» **Problems to solve**:
A - In the spinning wheel post, what make and model of spinning wheel came in at the Tip?
B - Write out the spinning wheel post word for word, between "But what it" and "an early grave.", inclusive.

» **Selected extract**:
□ □ □ □ □ □ □
I’ve had a busy few days, with no time to spare at all.  But today I simply had to take something to the Tip – a mattress pad which had spilt right open in the wash; even I couldn’t come up with another use for that, and it was damp & had started to become rather smelly – and I’m really pleased that I did. Lee called me over and showed me something that had come in shortly after my last visit, last week. “But it’s not complete,” he said sadly…

But what it is, is an Ashford Traditional spinning wheel, in pretty good nick. Not 100% useful without a flyer or bobbins, but the beauty of the Trads is that there are a variety of flyers & bobbins available to fit them, in either single or double drive. They’re still very much in production, so there will be no problem finding them, and as it happens I’m due to go down to Herrings in Dorchester tomorrow anyway, which is the nearest source. The treadle connector was broken, but that’s just a strip of tough leather & was easily replaced, as the drive band will be too. The wheel spins smoothly & looks to be running true, so all in all that’ll be another fine tool rescued from an early grave.
□ □ □ □ □ □ □
» **Supplied information**:
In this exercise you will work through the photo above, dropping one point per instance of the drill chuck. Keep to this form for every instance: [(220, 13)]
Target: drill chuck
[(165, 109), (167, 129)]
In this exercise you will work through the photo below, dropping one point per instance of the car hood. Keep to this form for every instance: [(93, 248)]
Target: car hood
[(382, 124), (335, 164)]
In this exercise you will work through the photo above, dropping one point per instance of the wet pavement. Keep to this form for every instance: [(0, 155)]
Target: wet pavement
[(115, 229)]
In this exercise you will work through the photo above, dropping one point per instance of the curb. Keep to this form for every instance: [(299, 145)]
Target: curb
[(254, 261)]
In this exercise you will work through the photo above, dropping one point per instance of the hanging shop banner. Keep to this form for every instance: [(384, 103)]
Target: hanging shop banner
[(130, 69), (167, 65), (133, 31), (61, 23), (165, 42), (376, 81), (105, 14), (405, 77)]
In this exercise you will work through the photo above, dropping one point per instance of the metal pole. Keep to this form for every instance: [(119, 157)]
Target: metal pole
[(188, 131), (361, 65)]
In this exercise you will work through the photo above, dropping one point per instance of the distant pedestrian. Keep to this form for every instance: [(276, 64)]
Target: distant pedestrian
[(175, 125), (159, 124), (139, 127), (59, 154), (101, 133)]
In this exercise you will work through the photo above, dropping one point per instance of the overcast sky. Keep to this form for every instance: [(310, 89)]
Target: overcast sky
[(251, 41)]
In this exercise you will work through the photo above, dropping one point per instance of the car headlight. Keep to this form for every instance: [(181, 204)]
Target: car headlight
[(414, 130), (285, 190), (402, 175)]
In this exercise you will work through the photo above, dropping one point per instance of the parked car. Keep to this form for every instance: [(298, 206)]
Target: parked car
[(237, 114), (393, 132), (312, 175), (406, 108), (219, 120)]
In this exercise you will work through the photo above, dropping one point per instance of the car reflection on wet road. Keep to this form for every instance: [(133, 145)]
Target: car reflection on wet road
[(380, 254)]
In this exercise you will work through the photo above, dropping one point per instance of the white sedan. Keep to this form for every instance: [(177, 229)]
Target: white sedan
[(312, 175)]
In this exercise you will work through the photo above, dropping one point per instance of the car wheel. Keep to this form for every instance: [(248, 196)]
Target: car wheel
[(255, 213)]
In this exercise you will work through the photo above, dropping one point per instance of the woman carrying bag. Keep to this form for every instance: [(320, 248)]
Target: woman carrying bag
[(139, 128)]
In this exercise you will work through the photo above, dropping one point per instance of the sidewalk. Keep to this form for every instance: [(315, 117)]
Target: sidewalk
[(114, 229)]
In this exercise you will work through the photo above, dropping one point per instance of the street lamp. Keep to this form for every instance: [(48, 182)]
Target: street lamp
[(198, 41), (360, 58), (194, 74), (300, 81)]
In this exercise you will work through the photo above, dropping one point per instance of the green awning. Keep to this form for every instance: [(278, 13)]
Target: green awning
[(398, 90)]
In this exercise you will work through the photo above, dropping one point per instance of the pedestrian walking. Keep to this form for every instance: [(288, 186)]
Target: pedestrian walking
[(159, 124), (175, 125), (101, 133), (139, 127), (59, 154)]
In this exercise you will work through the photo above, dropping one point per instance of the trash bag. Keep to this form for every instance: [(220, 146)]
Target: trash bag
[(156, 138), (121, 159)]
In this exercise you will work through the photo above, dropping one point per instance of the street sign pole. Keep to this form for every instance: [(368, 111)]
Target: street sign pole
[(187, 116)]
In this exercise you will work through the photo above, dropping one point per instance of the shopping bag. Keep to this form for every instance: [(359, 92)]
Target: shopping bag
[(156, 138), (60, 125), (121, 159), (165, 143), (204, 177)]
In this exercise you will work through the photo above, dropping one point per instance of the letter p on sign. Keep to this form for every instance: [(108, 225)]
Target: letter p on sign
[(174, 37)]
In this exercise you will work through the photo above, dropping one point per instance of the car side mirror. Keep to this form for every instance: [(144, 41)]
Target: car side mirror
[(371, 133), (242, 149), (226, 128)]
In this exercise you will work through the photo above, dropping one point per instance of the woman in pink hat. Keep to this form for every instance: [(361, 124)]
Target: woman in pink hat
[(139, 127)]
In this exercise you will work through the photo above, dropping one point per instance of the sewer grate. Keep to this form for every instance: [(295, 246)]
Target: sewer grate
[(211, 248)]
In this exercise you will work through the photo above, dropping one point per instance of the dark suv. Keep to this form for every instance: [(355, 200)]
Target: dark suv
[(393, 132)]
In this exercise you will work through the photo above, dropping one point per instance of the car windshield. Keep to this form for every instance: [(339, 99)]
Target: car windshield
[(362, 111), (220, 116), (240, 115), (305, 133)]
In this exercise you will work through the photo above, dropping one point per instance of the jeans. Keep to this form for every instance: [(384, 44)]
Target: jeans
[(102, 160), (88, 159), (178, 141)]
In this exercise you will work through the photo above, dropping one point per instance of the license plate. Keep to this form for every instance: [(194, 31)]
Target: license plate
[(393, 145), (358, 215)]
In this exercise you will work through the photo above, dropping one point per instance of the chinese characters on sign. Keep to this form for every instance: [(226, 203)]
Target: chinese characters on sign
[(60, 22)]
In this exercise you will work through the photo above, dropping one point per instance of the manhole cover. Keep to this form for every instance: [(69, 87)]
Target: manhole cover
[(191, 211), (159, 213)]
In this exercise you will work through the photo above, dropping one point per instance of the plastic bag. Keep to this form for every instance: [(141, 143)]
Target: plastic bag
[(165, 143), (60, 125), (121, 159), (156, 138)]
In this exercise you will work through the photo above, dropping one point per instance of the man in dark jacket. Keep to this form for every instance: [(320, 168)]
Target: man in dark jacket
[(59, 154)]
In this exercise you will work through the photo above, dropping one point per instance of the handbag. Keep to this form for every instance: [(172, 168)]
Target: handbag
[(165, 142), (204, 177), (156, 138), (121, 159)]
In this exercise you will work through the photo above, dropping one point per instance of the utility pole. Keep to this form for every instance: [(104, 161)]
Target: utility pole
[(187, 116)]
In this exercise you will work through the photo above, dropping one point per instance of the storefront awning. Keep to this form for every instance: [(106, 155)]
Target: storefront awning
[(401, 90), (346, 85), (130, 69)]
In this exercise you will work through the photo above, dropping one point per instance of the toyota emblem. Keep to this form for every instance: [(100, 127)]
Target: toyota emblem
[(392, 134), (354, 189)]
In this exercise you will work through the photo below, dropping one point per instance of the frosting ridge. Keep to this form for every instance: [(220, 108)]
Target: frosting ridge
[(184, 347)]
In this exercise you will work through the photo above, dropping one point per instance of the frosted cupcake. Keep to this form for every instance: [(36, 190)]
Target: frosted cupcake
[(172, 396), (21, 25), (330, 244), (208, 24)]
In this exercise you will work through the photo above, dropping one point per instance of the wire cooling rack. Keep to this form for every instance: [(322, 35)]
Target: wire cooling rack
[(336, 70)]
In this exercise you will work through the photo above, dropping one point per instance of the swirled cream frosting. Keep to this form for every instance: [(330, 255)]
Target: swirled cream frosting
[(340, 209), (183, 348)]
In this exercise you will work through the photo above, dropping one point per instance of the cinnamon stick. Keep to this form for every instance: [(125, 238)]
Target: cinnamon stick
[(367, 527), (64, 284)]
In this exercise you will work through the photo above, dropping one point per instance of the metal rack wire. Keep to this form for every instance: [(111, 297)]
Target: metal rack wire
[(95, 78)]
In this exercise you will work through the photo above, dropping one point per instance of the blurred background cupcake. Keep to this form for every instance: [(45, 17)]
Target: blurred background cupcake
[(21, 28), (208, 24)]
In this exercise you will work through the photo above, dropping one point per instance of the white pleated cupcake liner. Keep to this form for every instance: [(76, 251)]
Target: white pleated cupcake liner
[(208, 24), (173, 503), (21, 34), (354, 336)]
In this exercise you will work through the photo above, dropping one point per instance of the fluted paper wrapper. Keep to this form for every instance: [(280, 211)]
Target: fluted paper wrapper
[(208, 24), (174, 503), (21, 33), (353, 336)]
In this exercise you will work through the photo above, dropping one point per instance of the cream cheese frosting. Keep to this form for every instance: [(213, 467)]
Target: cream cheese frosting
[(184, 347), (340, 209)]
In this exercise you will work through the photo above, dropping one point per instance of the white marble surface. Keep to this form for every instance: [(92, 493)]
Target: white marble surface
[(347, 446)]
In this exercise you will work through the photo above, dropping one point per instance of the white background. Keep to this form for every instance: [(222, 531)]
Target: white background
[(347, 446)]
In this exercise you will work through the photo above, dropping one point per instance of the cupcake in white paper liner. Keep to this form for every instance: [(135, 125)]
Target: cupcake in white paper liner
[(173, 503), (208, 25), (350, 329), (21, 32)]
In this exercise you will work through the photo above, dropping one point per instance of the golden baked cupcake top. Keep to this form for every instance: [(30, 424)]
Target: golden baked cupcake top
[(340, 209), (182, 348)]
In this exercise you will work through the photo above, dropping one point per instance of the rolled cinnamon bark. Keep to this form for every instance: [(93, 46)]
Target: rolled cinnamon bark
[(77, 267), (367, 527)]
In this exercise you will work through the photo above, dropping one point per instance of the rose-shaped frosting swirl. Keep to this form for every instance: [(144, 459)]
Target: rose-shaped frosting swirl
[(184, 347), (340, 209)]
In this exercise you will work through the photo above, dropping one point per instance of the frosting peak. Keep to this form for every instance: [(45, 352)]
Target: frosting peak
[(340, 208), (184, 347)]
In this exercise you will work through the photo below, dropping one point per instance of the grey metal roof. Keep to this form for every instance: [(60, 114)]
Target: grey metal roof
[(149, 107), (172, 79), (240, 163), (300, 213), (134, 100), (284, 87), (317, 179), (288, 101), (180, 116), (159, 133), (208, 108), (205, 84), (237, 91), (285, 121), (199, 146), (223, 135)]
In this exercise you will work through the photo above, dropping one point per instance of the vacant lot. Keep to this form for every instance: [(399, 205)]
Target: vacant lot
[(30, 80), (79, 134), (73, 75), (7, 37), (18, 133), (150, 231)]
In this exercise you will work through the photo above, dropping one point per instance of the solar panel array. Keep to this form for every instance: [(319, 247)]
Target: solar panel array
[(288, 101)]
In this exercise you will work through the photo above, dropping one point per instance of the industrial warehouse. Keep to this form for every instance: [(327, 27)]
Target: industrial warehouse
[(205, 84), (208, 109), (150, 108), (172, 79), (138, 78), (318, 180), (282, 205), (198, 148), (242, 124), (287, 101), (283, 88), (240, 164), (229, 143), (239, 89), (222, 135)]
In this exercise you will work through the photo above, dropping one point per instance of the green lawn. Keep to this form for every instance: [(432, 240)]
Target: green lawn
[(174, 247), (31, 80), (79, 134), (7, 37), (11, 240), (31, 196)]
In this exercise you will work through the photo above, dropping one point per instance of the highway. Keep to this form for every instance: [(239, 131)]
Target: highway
□ □ □ □ □ □ □
» **Answers for the exercise**:
A - An Ashford Traditional.

B -
But what it is, is an Ashford Traditional spinning wheel, in pretty good nick. Not 100% useful without a flyer or bobbins, but the beauty of the Trads is that there are a variety of flyers & bobbins available to fit them, in either single or double drive. They’re still very much in production, so there will be no problem finding them, and as it happens I’m due to go down to Herrings in Dorchester tomorrow anyway, which is the nearest source. The treadle connector was broken, but that’s just a strip of tough leather & was easily replaced, as the drive band will be too. The wheel spins smoothly & looks to be running true, so all in all that’ll be another fine tool rescued from an early grave.